Work to complete – When the word "logo" appears in a line of the data below, list that line.

Material shown –
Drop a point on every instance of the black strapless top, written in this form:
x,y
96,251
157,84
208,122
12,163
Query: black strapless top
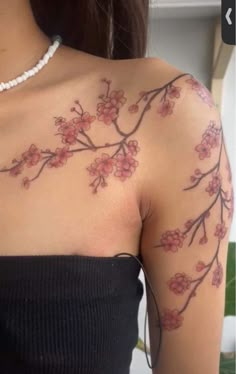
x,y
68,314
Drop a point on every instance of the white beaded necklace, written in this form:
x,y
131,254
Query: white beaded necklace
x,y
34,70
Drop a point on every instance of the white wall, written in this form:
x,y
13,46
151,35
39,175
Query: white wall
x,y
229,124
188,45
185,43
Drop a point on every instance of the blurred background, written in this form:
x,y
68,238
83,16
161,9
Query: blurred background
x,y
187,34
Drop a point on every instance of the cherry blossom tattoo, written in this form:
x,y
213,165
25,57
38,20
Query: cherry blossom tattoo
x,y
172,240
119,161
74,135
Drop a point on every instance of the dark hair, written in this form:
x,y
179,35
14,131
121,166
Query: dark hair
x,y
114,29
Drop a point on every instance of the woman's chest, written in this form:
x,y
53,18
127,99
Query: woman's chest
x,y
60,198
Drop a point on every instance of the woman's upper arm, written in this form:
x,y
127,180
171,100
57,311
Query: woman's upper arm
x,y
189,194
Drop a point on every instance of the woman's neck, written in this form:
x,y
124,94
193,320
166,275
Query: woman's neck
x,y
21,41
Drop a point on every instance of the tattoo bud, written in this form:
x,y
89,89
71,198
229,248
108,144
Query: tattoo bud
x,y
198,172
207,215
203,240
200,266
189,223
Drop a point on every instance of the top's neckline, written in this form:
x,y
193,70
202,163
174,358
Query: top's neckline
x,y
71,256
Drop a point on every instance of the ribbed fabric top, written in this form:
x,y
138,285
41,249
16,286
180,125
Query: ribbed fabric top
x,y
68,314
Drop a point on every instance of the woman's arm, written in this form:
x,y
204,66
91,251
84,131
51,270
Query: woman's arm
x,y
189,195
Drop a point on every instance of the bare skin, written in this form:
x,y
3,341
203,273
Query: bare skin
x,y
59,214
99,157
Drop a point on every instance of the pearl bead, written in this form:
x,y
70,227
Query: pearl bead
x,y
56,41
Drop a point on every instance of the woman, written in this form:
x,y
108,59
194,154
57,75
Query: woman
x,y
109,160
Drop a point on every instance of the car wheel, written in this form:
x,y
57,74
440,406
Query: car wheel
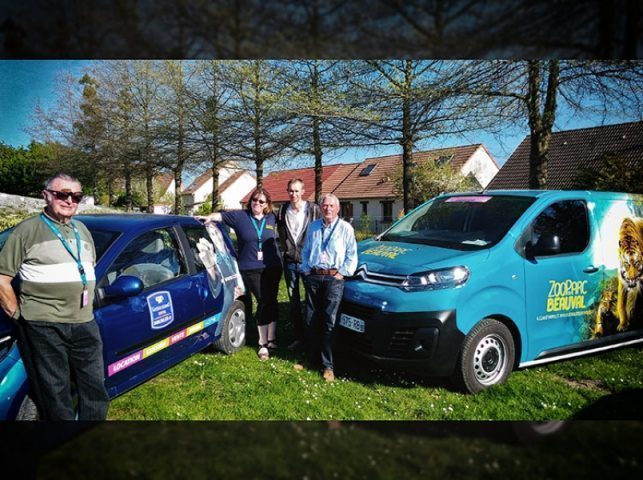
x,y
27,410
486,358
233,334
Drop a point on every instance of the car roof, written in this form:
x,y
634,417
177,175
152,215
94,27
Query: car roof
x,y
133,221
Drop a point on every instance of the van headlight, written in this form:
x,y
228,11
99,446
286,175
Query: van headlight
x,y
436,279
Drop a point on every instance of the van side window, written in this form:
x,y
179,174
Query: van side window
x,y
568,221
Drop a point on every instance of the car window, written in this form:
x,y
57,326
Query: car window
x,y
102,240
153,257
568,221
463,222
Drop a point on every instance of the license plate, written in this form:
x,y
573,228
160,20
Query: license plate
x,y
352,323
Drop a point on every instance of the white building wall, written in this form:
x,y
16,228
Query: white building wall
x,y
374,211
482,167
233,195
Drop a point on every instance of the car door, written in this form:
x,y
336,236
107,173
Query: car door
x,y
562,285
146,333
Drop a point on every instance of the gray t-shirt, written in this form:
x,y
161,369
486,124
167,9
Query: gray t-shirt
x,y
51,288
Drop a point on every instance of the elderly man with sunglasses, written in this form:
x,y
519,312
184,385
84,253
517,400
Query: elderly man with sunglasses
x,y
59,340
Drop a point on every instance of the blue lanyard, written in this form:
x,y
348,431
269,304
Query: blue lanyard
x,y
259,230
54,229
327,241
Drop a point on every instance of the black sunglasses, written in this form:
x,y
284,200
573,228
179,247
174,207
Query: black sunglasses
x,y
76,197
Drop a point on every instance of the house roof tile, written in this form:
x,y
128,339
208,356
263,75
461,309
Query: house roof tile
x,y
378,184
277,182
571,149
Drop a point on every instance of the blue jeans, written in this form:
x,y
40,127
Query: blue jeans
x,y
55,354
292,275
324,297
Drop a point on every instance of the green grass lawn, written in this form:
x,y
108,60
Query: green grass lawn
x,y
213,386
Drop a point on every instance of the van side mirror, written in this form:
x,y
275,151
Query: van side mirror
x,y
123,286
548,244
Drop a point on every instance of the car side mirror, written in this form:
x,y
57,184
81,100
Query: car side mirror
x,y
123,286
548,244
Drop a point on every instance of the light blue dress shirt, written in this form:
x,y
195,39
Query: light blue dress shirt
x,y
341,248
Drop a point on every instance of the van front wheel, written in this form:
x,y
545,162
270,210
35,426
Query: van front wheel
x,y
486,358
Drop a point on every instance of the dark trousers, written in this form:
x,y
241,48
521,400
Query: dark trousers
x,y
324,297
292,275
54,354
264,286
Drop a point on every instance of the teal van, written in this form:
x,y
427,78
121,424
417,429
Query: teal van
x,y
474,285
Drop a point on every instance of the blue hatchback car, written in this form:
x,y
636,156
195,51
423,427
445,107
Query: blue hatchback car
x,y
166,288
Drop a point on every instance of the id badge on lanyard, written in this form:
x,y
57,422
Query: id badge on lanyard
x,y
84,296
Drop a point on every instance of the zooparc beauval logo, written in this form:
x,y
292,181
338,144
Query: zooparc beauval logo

Reply to the exercise –
Drop a point on every instance of the zooparc beauval logo, written in this form:
Query: zooparc beauval logo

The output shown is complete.